_What to produce_:
What is the number of lines in these records that hold the word "cabin"? Reply with that number alone.

_Data section_:
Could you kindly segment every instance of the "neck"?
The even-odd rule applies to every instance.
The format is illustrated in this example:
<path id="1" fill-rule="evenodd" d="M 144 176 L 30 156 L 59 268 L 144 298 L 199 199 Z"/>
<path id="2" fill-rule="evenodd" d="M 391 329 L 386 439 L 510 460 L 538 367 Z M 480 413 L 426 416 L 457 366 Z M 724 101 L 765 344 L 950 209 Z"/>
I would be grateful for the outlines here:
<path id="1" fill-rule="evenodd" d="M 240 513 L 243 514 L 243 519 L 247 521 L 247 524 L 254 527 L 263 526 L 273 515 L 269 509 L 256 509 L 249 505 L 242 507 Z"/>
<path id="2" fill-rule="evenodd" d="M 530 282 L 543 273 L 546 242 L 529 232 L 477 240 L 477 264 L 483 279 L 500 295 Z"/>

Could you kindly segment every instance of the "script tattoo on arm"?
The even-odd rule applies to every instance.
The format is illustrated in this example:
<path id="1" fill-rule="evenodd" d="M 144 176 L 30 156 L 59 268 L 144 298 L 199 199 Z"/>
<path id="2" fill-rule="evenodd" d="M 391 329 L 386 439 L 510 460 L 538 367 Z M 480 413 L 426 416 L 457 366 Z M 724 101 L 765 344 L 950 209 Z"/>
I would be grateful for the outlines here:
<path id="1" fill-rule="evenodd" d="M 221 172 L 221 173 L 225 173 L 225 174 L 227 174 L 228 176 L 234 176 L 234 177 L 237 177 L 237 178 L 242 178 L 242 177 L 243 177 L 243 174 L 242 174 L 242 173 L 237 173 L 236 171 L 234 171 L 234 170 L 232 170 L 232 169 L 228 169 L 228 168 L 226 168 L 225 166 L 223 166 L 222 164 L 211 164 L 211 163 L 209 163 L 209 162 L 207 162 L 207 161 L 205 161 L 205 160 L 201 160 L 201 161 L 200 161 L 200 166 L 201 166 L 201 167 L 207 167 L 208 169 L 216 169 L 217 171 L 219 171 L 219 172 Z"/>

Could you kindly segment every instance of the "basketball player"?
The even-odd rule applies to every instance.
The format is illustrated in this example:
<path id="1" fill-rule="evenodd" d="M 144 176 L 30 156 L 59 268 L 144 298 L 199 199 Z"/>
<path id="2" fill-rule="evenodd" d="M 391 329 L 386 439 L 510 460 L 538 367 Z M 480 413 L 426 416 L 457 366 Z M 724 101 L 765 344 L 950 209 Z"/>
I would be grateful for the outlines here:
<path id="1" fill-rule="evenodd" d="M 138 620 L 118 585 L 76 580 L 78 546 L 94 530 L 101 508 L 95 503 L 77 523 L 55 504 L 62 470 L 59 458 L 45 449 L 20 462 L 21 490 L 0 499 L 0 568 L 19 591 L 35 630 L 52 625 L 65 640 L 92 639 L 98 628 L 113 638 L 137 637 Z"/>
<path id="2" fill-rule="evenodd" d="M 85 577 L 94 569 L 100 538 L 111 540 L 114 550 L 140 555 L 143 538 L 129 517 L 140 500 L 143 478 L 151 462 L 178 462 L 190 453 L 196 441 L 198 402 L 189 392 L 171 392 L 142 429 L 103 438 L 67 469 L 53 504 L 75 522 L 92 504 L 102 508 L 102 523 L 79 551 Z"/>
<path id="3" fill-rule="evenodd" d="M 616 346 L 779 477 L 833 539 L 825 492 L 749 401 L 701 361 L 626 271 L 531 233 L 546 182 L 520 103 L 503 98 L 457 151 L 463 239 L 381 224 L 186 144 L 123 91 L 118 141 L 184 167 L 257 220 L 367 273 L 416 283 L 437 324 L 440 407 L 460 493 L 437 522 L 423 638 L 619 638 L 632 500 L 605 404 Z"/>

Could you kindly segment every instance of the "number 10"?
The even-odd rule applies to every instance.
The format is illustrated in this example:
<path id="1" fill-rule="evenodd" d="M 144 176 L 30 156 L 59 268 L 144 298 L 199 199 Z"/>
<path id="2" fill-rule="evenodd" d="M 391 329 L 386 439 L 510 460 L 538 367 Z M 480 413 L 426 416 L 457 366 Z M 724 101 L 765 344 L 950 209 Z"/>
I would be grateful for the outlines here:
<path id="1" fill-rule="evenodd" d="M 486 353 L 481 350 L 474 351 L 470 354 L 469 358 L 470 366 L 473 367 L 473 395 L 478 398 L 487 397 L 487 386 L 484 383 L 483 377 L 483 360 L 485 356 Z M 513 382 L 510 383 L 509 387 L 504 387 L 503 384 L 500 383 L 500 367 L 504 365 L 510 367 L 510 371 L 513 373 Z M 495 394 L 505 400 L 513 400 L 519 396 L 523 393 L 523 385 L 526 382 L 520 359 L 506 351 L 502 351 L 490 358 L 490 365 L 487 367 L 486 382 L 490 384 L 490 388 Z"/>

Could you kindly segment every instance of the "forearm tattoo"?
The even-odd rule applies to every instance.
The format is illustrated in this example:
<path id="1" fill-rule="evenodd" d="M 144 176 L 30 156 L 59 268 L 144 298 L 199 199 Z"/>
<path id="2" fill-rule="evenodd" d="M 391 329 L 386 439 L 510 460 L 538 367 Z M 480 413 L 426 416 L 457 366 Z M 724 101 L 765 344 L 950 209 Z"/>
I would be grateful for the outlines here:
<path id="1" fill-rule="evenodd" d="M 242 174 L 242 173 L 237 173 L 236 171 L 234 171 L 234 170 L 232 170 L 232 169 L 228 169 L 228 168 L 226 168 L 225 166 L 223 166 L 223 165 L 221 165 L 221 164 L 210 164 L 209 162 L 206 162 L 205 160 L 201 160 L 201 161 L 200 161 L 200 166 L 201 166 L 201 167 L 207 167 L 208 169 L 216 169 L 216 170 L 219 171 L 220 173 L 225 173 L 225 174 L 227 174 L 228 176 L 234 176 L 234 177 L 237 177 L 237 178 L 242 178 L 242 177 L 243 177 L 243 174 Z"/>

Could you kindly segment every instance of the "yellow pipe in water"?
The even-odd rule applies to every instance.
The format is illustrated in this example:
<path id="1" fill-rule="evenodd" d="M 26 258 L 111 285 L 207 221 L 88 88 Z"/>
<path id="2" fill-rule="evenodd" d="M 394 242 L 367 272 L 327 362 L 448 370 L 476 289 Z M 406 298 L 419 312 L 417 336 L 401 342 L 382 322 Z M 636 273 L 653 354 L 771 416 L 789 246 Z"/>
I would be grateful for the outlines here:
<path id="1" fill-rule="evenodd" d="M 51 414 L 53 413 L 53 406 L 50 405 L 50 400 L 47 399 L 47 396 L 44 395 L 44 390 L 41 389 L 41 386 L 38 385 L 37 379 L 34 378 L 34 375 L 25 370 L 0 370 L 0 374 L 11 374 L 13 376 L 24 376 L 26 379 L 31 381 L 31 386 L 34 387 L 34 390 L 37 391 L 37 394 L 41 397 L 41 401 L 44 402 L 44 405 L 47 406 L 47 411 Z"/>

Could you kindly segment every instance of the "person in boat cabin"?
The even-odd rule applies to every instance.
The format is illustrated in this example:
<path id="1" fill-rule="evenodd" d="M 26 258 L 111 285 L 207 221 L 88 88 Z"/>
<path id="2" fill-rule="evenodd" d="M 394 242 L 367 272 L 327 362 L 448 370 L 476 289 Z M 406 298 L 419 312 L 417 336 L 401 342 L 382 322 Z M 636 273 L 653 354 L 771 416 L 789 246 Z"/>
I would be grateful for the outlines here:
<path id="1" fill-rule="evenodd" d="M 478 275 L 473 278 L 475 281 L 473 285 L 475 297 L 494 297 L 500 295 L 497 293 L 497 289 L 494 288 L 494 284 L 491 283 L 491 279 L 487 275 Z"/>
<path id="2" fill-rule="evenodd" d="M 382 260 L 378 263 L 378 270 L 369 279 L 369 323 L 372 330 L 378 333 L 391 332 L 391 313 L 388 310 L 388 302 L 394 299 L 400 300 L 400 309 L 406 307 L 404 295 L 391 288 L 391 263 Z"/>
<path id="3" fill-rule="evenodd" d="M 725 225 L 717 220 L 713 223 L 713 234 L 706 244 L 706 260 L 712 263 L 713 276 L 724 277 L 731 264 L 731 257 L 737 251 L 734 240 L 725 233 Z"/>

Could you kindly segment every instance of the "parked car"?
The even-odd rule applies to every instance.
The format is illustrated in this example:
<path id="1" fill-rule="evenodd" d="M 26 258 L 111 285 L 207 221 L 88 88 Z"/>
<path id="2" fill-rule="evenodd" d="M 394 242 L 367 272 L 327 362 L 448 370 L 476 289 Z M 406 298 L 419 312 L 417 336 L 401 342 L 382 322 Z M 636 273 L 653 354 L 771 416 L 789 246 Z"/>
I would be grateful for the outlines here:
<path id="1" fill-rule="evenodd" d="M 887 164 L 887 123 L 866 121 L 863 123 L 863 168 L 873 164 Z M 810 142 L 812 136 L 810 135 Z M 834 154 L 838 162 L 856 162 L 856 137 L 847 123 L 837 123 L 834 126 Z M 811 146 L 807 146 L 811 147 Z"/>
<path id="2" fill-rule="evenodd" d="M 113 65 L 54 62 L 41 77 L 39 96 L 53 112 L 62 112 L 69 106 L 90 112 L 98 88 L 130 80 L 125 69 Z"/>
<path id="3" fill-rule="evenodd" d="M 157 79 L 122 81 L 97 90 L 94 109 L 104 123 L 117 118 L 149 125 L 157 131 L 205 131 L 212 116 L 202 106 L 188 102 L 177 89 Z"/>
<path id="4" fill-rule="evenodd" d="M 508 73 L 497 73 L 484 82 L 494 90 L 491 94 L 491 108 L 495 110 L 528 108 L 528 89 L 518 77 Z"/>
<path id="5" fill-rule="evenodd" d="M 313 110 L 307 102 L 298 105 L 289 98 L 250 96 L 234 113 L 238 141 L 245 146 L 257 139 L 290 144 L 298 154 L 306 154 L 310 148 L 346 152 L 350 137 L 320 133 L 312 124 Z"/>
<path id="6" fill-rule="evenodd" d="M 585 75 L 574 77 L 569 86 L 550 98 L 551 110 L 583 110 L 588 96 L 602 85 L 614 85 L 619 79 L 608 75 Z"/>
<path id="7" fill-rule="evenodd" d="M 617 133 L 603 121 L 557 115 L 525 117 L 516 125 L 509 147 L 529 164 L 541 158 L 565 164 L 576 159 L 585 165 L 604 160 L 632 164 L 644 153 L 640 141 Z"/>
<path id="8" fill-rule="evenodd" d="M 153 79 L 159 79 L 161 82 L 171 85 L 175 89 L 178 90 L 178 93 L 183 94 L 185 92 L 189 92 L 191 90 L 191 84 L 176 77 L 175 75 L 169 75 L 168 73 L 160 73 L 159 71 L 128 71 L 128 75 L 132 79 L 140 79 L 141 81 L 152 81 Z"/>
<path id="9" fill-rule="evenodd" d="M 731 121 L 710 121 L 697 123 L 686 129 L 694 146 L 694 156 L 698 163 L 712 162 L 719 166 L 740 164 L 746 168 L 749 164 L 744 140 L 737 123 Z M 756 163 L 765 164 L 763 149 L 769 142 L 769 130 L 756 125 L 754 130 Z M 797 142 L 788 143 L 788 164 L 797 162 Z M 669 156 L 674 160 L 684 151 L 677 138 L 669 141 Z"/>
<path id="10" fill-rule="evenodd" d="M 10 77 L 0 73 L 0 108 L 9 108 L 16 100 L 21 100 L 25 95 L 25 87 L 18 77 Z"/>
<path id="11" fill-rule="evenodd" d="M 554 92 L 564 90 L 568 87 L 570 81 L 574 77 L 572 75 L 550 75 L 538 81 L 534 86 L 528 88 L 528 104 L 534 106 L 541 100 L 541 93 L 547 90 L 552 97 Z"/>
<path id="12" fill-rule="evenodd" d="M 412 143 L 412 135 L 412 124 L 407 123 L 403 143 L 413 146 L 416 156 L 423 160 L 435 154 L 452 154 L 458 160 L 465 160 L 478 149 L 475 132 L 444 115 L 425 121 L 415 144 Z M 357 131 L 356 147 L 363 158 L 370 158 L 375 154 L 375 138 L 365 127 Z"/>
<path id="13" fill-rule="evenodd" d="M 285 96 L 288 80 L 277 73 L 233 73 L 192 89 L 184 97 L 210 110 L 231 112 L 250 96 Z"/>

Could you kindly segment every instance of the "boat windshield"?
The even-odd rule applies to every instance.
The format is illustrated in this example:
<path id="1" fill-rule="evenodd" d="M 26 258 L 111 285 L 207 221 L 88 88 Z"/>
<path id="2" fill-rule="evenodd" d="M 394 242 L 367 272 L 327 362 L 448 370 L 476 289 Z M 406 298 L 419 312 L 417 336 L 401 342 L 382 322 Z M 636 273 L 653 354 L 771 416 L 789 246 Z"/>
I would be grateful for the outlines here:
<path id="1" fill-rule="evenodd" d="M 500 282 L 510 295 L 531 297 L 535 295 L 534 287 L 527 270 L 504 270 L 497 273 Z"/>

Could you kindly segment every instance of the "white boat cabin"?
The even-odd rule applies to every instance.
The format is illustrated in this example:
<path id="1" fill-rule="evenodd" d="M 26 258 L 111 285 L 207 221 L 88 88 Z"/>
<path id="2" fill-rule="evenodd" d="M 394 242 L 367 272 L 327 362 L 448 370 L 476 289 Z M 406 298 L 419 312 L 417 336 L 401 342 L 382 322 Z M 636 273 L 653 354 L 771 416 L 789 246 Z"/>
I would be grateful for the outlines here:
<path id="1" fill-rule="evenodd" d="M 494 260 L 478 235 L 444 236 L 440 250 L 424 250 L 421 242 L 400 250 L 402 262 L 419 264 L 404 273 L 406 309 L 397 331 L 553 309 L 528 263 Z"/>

_Task result_:
2